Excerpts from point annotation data
■ ■ ■ ■

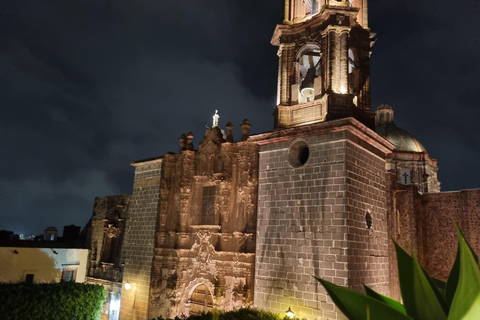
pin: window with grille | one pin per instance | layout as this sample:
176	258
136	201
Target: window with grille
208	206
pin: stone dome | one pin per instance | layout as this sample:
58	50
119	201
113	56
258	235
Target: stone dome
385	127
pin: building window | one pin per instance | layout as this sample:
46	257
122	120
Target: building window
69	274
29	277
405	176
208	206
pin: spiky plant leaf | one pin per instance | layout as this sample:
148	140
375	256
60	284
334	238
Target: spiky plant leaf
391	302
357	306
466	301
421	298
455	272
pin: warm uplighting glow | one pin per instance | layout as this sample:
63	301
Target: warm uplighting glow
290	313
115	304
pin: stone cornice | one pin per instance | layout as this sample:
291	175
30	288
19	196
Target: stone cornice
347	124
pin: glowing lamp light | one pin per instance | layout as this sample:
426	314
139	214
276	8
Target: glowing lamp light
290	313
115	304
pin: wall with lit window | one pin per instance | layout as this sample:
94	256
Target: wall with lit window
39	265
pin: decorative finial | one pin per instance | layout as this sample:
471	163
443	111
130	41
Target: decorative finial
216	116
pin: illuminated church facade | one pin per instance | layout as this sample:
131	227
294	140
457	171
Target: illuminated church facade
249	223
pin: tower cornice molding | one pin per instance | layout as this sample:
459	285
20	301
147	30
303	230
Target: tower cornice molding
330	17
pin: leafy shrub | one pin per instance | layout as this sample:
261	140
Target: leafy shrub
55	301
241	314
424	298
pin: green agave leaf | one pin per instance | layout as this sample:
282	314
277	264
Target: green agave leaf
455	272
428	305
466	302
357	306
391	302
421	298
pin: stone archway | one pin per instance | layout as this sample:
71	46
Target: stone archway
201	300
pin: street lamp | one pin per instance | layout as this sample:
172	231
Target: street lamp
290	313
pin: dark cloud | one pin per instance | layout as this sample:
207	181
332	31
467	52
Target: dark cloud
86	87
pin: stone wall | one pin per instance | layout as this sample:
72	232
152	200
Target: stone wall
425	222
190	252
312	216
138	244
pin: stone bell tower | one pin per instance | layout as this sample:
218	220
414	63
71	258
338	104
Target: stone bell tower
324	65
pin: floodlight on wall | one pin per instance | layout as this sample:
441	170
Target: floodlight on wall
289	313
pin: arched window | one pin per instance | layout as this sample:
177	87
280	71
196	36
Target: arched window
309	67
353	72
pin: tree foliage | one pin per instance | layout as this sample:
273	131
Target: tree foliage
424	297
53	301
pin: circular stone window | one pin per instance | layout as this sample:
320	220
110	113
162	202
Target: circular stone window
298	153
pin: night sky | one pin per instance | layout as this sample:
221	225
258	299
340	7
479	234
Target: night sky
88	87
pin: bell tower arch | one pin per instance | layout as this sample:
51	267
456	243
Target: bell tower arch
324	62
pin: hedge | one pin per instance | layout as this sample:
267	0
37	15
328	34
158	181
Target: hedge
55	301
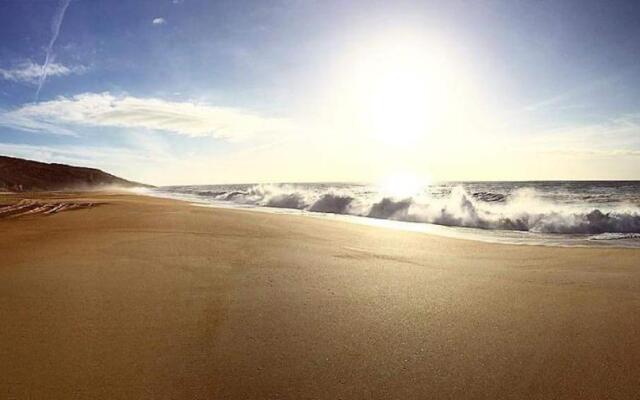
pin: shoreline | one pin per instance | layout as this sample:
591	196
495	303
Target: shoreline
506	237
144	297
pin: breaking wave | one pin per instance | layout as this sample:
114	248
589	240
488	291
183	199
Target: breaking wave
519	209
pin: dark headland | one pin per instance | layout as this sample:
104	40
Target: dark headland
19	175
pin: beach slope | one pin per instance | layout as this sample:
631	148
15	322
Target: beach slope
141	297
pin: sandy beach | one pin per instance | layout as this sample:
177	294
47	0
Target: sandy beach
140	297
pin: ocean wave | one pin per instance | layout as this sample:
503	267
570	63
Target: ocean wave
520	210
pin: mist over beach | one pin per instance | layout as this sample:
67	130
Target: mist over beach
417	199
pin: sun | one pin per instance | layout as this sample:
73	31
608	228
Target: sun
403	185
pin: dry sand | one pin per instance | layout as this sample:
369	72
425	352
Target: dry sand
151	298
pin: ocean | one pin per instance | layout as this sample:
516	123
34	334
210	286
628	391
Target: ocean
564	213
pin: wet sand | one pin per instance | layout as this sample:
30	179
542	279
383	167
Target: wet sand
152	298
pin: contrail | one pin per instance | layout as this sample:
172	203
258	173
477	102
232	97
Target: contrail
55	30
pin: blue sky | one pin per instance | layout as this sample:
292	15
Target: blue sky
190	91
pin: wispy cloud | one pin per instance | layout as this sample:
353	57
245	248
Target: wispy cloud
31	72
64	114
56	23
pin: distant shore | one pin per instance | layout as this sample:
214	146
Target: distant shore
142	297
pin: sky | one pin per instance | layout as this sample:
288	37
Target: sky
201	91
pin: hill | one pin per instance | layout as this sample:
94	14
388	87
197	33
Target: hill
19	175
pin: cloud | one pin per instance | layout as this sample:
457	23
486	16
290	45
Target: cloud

■ ■ ■ ■

Required task.
Your copy should match the records word for word, with the pictures removed.

Solution below.
pin: window with grille | one pin per instance | layout as this sample:
176	258
136	201
Target: window with grille
208	206
pin: stone dome | one pin per instance | layout as this sample:
58	50
119	201
113	56
258	235
Target: stone dome
385	127
pin: building window | one pin per instance | layout as this sample:
46	257
122	120
Target: building window
69	274
29	277
405	176
208	206
pin: spiky plant leaf | one pin per instance | layout as this sample:
148	140
375	256
60	284
334	238
Target: spiky plant leaf
391	302
357	306
466	301
421	298
455	272
pin: warm uplighting glow | one pin per instance | layout as this sample:
63	301
Target: warm uplighting glow
290	313
115	304
pin: stone cornice | one pin per instance | layout as this sample:
291	175
30	288
19	196
Target: stone cornice
347	124
pin: glowing lamp light | one pin per instance | layout as this sample:
426	314
139	214
276	8
Target: glowing lamp light
290	313
115	304
pin: wall with lit window | one pin per instance | layout as this sample:
94	256
Target: wall with lit window
39	265
pin: decorative finial | one pin per instance | layout as this sample:
471	163
443	111
130	41
Target: decorative finial
216	116
pin: illuminated church facade | one pin per instance | layout as this sample:
131	227
294	140
457	171
Target: illuminated church facade
249	223
pin: tower cornice molding | one pin per instance | layout as this sample:
459	285
20	301
147	30
303	230
Target: tower cornice molding
330	17
pin: leafy shrub | one pin per instance | layout as this sample:
261	140
Target: leafy shrub
55	301
241	314
424	298
pin: green agave leaf | one pin per instance | layout as this sample:
282	314
277	264
Target: green agave leaf
455	272
428	305
466	302
357	306
391	302
421	298
pin: stone archway | one pin per instance | layout as this sample:
71	46
Target: stone archway
201	300
pin: street lamp | one pin per instance | layout as this sample:
172	231
Target: street lamp
290	313
pin: dark cloud | one pin per instance | layout as this sample:
207	181
332	31
467	52
Target: dark cloud
86	87
pin: stone wall | one pin per instance | layout as this sample:
72	232
152	200
Target: stone wall
425	222
190	252
312	216
138	244
pin: stone bell tower | one pin per instance | layout as this sample:
218	220
414	63
71	258
338	104
Target: stone bell tower
324	65
pin: floodlight on wall | one pin per instance | layout as this sample:
441	170
Target: floodlight on wall
289	313
pin: arched window | one pin per instance | layout as this sample:
177	87
280	71
196	36
Target: arched window
309	67
353	72
pin: tree foliage | one pin per instance | layout as this sample:
273	131
Target: tree foliage
424	297
53	301
pin: circular stone window | one pin per instance | layout as this sample:
320	220
110	113
162	202
Target: circular stone window
298	153
pin: night sky | one pin per instance | layout as this sample:
221	225
258	299
340	7
479	234
Target: night sky
88	87
pin: bell tower arch | one pin per instance | layout as this sample:
51	267
456	243
Target: bell tower arch
324	62
pin: hedge | one pin per instance | layout as this sample:
267	0
37	15
328	34
158	181
Target: hedge
55	301
pin: shoreline | one pin per instance | layout as this sample:
591	196
495	303
Target: shoreline
506	237
144	297
pin: breaking wave | one pin per instance | layout as this sample:
114	248
589	240
488	291
183	199
Target: breaking wave
519	209
pin: dark headland | one pin per instance | layout as this sample:
104	40
Target: dark headland
19	175
pin: beach slope | one pin per instance | layout as this sample:
631	148
15	322
Target: beach slope
141	297
pin: sandy beach | one pin per instance | layout as this sample:
177	294
47	0
Target: sandy beach
140	297
pin: ocean wave | one pin per instance | layout as this sample:
503	267
570	63
Target: ocean wave
520	210
pin: mist over beach | one pin per instance | layout as this sample:
67	130
Target: mist over beach
417	199
pin: sun | one pin per instance | layout as this sample:
73	31
608	228
Target: sun
403	185
pin: dry sand | one pin per instance | layout as this sample:
369	72
425	352
Target: dry sand
151	298
pin: ocean | one pin per instance | layout as this sample:
516	123
34	334
210	286
628	391
Target: ocean
564	213
pin: wet sand | one pin per instance | layout as this sample:
30	179
542	279
383	167
Target: wet sand
152	298
pin: contrail | one pin per instance | layout as this sample:
172	203
258	173
477	102
232	97
Target: contrail
55	30
pin: blue sky | one pin per instance | layout as this sample:
292	15
Target: blue sky
190	91
pin: wispy cloud | one pin per instance | layout as this sample:
353	57
245	248
Target: wispy cloud
31	72
64	114
56	23
pin: distant shore | one pin per instance | layout as this sample:
214	146
Target: distant shore
142	297
pin: sky | one pin per instance | layout as this sample:
288	37
Target: sky
201	91
pin: hill | one pin per instance | layout as this sample:
94	14
388	87
197	33
Target: hill
19	175
pin: cloud | one pin per instance | layout as this sample:
457	23
486	16
290	45
Target: cloud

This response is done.